### PASSAGE TO READ
- Opening Delimiter -

Sumney's first full-length album, Aromanticism, was released on September 22, 2017 by Jagjaguwar. It received acclaim from Rolling Stone, The Guardian, and The New York Times, which also named it one of the best albums of 2017. He stumbled across the term "aromantic" when he began writing it back in 2014 and found the term resonated with him. Several songs from the album have been featured in the soundtracks of various television shows. His 2017 single "Doomed" appeared in the Season 6 finale of Netflix's Orange is the New Black, and appeared again in Westworld, Season 3, Episode 3, "The Absence of Field". His 2017 single "Quarrel" appeared in Netflix’s Dear White People. His 2017 song "Plastic" and his 2020 song "Keeps Me Alive" both appeared in HBO's Insecure. The songs "Quarrel", "Doomed", and "Swan Song" all appeared in the 2021 film Swan Song.

- Closing Delimiter -

### TASKS FOR THIS EXERCISE
1. In the passage on Sumney's album Aromanticism, how did he come upon the term "aromantic," and how did he respond to it? Answer in one to three sentences.
2. Extend the passage on Sumney's album Aromanticism, starting after its final sentence.
The rows that follow come from a separate source.

### DATA SECTION

- Opening Delimiter -

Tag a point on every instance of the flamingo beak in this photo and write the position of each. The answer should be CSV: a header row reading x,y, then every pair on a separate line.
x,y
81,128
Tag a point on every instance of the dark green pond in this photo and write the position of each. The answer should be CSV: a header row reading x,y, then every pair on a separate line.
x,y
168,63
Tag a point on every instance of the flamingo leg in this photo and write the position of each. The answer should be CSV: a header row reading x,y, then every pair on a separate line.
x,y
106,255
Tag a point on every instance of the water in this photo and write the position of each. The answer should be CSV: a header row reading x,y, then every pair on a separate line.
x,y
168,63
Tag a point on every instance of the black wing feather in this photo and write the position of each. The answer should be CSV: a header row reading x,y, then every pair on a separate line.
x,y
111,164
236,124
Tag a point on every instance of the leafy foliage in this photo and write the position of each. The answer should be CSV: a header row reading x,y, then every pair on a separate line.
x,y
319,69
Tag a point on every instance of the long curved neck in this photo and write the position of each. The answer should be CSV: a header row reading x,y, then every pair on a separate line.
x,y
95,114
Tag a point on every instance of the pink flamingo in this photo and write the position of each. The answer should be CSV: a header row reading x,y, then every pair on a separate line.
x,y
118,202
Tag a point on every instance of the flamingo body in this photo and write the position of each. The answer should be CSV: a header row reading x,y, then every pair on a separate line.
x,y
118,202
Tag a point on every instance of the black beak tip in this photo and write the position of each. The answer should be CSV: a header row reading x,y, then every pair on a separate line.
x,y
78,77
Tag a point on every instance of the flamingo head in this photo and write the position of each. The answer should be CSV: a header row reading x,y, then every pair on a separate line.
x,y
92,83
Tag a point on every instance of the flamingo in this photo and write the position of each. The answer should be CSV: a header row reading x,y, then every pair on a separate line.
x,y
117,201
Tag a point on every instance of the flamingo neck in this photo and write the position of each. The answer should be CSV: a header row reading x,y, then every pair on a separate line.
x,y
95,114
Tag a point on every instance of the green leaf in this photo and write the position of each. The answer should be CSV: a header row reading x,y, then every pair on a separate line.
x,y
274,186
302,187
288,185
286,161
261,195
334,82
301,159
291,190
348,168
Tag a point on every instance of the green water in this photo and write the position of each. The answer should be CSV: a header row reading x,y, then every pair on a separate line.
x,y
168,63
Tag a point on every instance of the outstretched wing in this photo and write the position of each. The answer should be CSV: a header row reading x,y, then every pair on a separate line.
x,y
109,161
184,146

- Closing Delimiter -

### RESPONSES BY TASK
1. Sumney stumbled across the term "aromantic" when he began writing the album in 2014. He found that the term resonated with him.

2.
Sumney played himself in Season 1 episode 4 of HBO's Random Acts of Flyness. He also appeared in the movie Creed and worked on the soundtrack alongside Ludwig Görannson and Tessa Thompson.

Sumney released his second studio album, Græ, in two parts in 2020. The first part was released on February 21, 2020, and the second part was released on May 15, 2020, accompanied by a physical release of the double album. In March 2020, he released the self-directed music video "Cut Me". In May 2020, Sumney released "Bless Me" as a single from the second part of his album, Græ.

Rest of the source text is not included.